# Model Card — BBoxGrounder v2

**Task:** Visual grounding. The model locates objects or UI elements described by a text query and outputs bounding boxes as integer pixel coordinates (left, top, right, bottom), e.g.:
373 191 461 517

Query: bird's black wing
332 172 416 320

WRITTEN REQUEST >>
Quote every record above word for word.

FINAL RESULT >>
# Model Card — BBoxGrounder v2

**Task:** Visual grounding. The model locates objects or UI elements described by a text query and outputs bounding boxes as integer pixel coordinates (left, top, right, bottom), e.g.:
373 191 461 517

Query: bird's black wing
332 172 416 320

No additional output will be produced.